## Exercise goal
Transcribe the entries in full, keeping each word as it is.

── Record set ──

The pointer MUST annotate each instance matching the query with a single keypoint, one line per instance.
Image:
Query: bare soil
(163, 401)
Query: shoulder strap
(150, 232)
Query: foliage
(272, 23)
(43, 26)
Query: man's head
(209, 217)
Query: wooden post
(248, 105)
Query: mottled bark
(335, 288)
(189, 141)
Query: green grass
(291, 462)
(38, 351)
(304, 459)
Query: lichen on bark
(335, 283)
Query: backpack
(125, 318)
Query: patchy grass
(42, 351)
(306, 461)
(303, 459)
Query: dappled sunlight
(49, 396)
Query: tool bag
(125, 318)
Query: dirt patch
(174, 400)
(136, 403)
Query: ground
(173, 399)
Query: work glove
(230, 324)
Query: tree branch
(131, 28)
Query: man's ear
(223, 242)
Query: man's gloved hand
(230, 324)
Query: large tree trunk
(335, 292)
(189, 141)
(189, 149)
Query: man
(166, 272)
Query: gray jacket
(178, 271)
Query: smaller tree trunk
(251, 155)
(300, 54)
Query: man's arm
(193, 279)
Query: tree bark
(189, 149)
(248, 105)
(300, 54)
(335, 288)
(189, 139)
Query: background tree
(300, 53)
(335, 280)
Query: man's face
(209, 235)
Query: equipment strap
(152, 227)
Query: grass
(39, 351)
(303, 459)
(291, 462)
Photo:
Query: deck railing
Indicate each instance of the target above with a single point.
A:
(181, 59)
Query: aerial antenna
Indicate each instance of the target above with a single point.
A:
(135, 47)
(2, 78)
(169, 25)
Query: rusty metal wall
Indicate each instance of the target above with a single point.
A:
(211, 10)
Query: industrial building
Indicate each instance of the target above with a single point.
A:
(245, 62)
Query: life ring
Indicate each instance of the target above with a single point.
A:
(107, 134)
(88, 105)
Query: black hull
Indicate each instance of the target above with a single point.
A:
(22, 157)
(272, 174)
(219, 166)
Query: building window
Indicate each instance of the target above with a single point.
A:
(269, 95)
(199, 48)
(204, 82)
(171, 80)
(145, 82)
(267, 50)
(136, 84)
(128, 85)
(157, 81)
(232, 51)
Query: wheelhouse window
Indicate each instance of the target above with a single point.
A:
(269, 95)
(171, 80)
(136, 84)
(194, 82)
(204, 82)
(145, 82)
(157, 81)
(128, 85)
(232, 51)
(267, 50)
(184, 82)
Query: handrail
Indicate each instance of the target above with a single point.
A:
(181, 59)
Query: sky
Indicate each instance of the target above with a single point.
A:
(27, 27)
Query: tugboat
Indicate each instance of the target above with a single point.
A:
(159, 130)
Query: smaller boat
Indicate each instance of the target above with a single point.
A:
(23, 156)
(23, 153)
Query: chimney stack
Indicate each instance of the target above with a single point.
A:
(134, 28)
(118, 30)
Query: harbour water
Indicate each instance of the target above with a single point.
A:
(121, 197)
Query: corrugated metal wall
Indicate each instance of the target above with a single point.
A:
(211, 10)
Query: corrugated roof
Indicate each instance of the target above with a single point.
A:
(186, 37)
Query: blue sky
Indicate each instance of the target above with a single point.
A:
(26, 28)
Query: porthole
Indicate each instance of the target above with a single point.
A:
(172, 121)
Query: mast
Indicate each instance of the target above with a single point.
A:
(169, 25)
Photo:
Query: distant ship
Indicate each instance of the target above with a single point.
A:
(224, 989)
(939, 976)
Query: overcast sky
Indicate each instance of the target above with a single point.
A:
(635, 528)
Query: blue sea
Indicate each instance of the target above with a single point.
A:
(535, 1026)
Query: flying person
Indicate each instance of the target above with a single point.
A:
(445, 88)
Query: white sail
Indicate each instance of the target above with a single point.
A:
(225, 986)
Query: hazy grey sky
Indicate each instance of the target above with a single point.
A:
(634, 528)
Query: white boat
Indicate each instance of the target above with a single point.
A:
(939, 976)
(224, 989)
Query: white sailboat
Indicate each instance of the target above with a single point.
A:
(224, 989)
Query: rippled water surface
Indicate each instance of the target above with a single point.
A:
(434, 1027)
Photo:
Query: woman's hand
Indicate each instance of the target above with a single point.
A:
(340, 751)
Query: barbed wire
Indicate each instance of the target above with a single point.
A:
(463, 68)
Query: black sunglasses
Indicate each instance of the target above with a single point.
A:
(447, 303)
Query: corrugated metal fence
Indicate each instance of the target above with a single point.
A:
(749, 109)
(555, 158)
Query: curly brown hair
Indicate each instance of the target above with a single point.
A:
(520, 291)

───

## Reply
The pointer MUST annotate each instance matching the query with a single keypoint, one line per instance.
Image:
Query: bare soil
(163, 401)
Query: shoulder strap
(150, 232)
Query: foliage
(272, 23)
(43, 26)
Query: man's head
(209, 217)
Query: wooden post
(248, 105)
Query: mottled bark
(335, 288)
(189, 141)
Query: green grass
(291, 462)
(38, 351)
(304, 459)
Query: lichen on bark
(335, 283)
Query: backpack
(125, 318)
Query: patchy grass
(42, 351)
(306, 461)
(303, 459)
Query: dappled sunlight
(49, 396)
Query: tool bag
(125, 318)
Query: dirt patch
(174, 400)
(136, 403)
Query: ground
(173, 399)
Query: work glove
(230, 324)
Query: tree branch
(131, 28)
Query: man's ear
(223, 242)
Query: man's gloved hand
(230, 324)
Query: large tree trunk
(335, 292)
(189, 141)
(189, 149)
Query: man
(166, 272)
Query: gray jacket
(178, 271)
Query: smaller tree trunk
(251, 155)
(300, 54)
Query: man's arm
(193, 279)
Query: tree bark
(189, 149)
(248, 105)
(300, 54)
(335, 288)
(189, 139)
Query: background tree
(300, 53)
(335, 280)
Query: man's face
(209, 235)
Query: equipment strap
(152, 227)
Query: grass
(39, 351)
(303, 459)
(291, 462)
Photo:
Query: deck railing
Indicate each instance of the target above with a single point.
A:
(181, 59)
Query: aerial antenna
Indicate each instance of the target above with a single point.
A:
(135, 47)
(2, 78)
(169, 25)
Query: rusty metal wall
Indicate each instance of the target above with a single point.
A:
(211, 10)
Query: industrial building
Indicate each instance of the target above with a single point.
A:
(245, 62)
Query: life ring
Indicate each instance of the target above with a single point.
A:
(107, 134)
(88, 105)
Query: black hull
Indicate each instance of the target above with a single point.
A:
(22, 157)
(272, 174)
(219, 166)
Query: building window
Indicate each instance of the target above with a single point.
A:
(269, 95)
(199, 48)
(204, 82)
(171, 80)
(145, 82)
(267, 50)
(136, 84)
(128, 85)
(157, 81)
(232, 51)
Query: wheelhouse window
Indicate each instance of the target above with a single point.
A:
(269, 95)
(171, 80)
(136, 84)
(194, 82)
(204, 82)
(145, 82)
(157, 81)
(128, 85)
(232, 51)
(267, 50)
(184, 82)
Query: handrail
Indicate each instance of the target above with a single point.
A:
(181, 59)
Query: sky
Indicate each instance of the target above with a single point.
A:
(27, 27)
Query: tugboat
Indicate each instance of the target above with a single point.
A:
(159, 130)
Query: smaller boat
Indicate each instance of the target above with a single point.
A:
(23, 156)
(23, 153)
Query: chimney stack
Indicate each instance of the target above with a single point.
A:
(134, 28)
(118, 30)
Query: harbour water
Indicate each instance of the target above with a single point.
A:
(121, 197)
Query: corrugated metal wall
Indicate each instance of the target above with a single point.
A:
(211, 10)
Query: corrugated roof
Indicate each instance of the target above with a single point.
A:
(186, 37)
Query: blue sky
Indicate each instance of the target above with a single point.
A:
(26, 28)
Query: porthole
Indicate each instance of the target above with a single point.
A:
(172, 121)
Query: mast
Indicate each instance of the target above with a single point.
A:
(169, 25)
Photo:
Query: distant ship
Indicate each instance of the target above with a single point.
A:
(224, 989)
(939, 976)
Query: overcast sky
Indicate each instance of the target above with a single point.
A:
(635, 528)
Query: blue sea
Indicate each instance of the target above with a single point.
A:
(535, 1026)
Query: flying person
Indicate each instance of the target above with a single point.
A:
(445, 88)
Query: white sail
Indicate each instance of the target above with a single point.
A:
(225, 986)
Query: hazy grey sky
Indicate each instance of the target above with a single point.
A:
(634, 528)
Query: white boat
Indicate each instance of the target above with a single point.
A:
(939, 976)
(224, 989)
Query: white sailboat
Indicate each instance of the target above with a single point.
A:
(224, 989)
Query: rippled water surface
Indicate each instance of the target above with a single point.
A:
(434, 1027)
Photo:
Query: woman's hand
Indicate each instance of the target above with a single point.
A:
(340, 751)
Query: barbed wire
Indicate each instance of the target above with a single point.
A:
(463, 68)
Query: black sunglasses
Indicate each instance of the target above with a single point.
A:
(447, 303)
Query: corrugated metal fence
Indicate each instance of the target above with a single point.
A:
(749, 109)
(555, 158)
Query: curly brown hair
Indicate each instance of the target above with a single point.
A:
(520, 291)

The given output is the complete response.